Please render the material below as a numbered list, leaving out any blank lines.

▸ **Entries supplied**
•••••
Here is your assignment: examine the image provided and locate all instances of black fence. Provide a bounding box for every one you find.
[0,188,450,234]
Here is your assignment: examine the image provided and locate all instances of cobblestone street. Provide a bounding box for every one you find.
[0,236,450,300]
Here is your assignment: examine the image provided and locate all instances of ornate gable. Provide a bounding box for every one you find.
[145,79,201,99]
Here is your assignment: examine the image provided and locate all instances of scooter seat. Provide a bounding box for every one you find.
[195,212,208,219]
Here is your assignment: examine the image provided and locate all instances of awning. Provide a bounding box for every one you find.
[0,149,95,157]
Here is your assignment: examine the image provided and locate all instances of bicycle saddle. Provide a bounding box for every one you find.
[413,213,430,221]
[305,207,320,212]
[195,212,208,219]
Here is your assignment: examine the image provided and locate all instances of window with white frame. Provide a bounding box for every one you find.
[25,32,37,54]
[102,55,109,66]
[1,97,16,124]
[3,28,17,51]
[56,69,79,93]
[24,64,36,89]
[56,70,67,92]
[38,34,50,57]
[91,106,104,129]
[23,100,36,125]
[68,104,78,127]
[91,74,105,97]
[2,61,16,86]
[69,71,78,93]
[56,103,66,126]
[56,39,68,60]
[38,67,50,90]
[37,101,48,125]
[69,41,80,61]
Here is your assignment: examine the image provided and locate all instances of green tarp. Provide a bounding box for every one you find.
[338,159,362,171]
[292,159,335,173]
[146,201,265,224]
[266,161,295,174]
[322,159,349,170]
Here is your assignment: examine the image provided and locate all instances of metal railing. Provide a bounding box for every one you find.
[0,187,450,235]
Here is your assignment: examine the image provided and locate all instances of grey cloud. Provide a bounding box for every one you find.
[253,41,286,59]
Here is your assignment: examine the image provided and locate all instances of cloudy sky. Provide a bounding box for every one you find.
•••••
▸ **Answer to the exercise**
1. Here is your assignment: examine the image provided and locate all instances of black fence. Provide a bounding box for every one you find.
2. [0,188,450,234]
3. Here is your assignment: examine the image provided and locate all instances of cobblestone street. Provide a bounding box for every one you find.
4. [0,236,450,300]
5. Here is your assignment: examine the image provided and locate all instances of ornate gable. Provide a bounding box for every one you find.
6. [145,79,201,99]
7. Here is your assignment: examine the image provided and locate all instances of scooter seat. Provide a bounding box for every one you find.
8. [195,212,208,219]
9. Here is your assignment: examine the image provided and locate all instances of awning. Provide a bounding box for every one you find.
10. [0,149,95,157]
11. Here is your assignment: examine the image provided and locate all instances of bicycle saddle. Provide a bounding box for every one you find.
12. [413,213,430,221]
13. [305,207,320,212]
14. [195,212,208,219]
15. Here is your assignment: examine the image provided and locate all instances of window with white frame. Provide a bounding box for every one you find.
16. [25,32,37,54]
17. [102,55,109,66]
18. [1,97,16,124]
19. [3,28,17,51]
20. [56,69,79,93]
21. [24,64,36,89]
22. [56,70,67,92]
23. [38,34,50,57]
24. [91,106,104,129]
25. [23,100,36,125]
26. [68,104,78,127]
27. [91,74,105,97]
28. [2,61,16,86]
29. [69,71,78,93]
30. [56,103,66,126]
31. [56,39,68,60]
32. [38,67,50,90]
33. [37,101,48,125]
34. [69,41,80,61]
35. Here is your assignment: examine the image provided and locate all instances of green tarp. Provide a bounding box for every one you find.
36. [338,159,362,171]
37. [292,159,335,173]
38. [146,201,265,224]
39. [266,161,295,174]
40. [322,159,349,170]
41. Here is your assignment: examine the image provided and locate all instances of metal railing. Provide a bounding box for every one you find.
42. [0,187,450,235]
43. Here is your assignment: examine the image provided and locate all instances of grey cloud. Provide a bounding box for every one you find.
44. [253,41,286,59]
45. Here is your assignment: examine the image provided and locate all instances of cloudy sky. Provide a bounding box for every one you find.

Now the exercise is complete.